* Source text
──────────────────────────────

The change will be effective immediately, with no need to sign out and sign back in.

See also: How to Disable the Lock Screen on Windows 10 from How-To Geek says that the registry exit works only in Windows 10 Home and you need to use Group Policy in Windows 10 Pro. But I have Pro, and the registry edit did the job for me.

Block Windows 11

I haven’t researched Windows 11, because my PC isn’t eligible for it, but it looks like a lot of people would rather not move to Windows 11, or at least not yet.

If you want to prevent the update to Windows 11, use a Group Policy setting if you have Windows 10 Pro, or a Registry edit if you have Windows 10 Home. This article explains the procedure: How to Block the Windows 11 Update From Installing on Windows 10.

You won’t get the Windows 11 update; you also won’t get Windows 10 updates past the version you specify. So you’ll need to check Microsoft’s site periodically, and when there’s a new version update the policy setting or Registry value on your computer.

There’s also InControl, a simple GUI program available as a free download from Steve Gibson’s grc.com. From the description, it seems to use the same mechanism as the article mentioned above, but you may find it more convenient than manually editing policy or the registry. I have used other freeware from grc.com, including the program to block Microsoft’s forced updating of Windows 7 to Windows 10 on my older laptop, and have been quite pleased.

──────────────────────────────

* Instructions for the task
Using the text on Windows updates, decide whether each statement agrees with it: (a) The writer's PC is eligible for Windows 11. (b) Blocking the Windows 11 update also stops Windows 10 updates beyond a chosen version. (c) InControl has to be purchased. Give yes or no for each, with the deciding words from the text in quotation marks. The lines after the text have no role here.

* Provided material

──────────────────────────────

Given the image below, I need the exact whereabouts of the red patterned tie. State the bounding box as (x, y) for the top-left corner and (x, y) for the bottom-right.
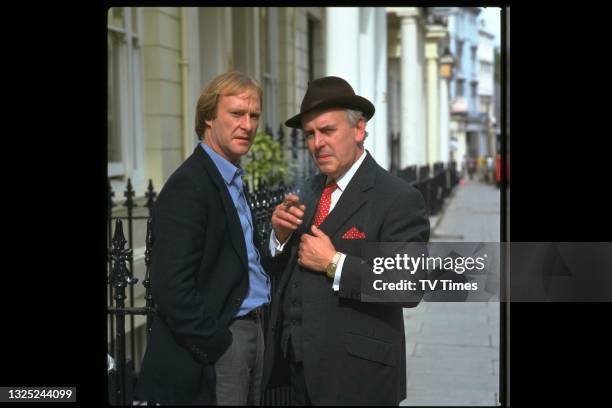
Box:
(313, 182), (338, 227)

──────────────────────────────

* Exercise output
(a) No: "because my PC isn’t eligible for it"
(b) Yes: "you also won’t get Windows 10 updates past the version you specify"
(c) No: "available as a free download from Steve Gibson’s grc.com"